Aim of the exercise.
For this exercise, return all the data word for word, with images left out.

Extracted records.
# # #

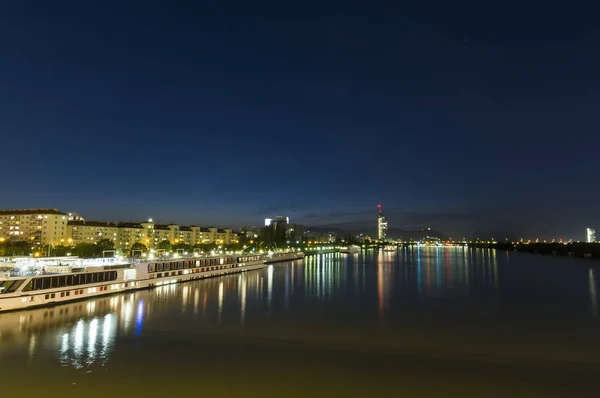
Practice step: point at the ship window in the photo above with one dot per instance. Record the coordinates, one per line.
(10, 286)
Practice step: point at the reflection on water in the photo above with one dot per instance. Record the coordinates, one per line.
(413, 297)
(593, 298)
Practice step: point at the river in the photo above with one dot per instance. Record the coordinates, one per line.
(422, 322)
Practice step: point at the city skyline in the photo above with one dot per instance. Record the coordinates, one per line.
(194, 113)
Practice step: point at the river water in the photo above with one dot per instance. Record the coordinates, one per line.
(428, 322)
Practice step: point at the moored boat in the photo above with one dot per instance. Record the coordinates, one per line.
(350, 249)
(21, 291)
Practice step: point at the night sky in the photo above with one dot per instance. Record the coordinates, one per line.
(468, 117)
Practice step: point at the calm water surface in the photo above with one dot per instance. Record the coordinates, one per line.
(428, 322)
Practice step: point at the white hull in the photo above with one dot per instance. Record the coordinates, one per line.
(143, 278)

# # #

Exercise answer.
Practice step: point at the ship window in the photo above with one dot per instance. Record the coordinates, one per line.
(10, 286)
Practice step: point at the reflection on water in the photo above with one dot per instance. Record the coordinates, one per line.
(413, 297)
(593, 298)
Practice step: point at the river in the photo above with one dot per instance. Record the coordinates, one per line.
(422, 322)
Practice step: point at the city skyline in the photo above with one dot per instance. Record the coordinates, one per line.
(194, 113)
Practice step: point at the river water in the photo above with one dot per instance. Record the coordinates, one per line.
(428, 322)
Practice step: point at the moored boat in the photo above with one dot per instance. Record the coordinates, one per line.
(350, 249)
(21, 291)
Practice step: point at the night sky in the photo above with one dot per instance. Record the coordinates, one per line.
(468, 117)
Practice step: point at the calm water surface in the photo above with one dot per instance. Record the coordinates, one per line.
(428, 322)
Practice step: point at the white hull in the photo above with one dot per instance. Record the coordinates, one per line.
(143, 278)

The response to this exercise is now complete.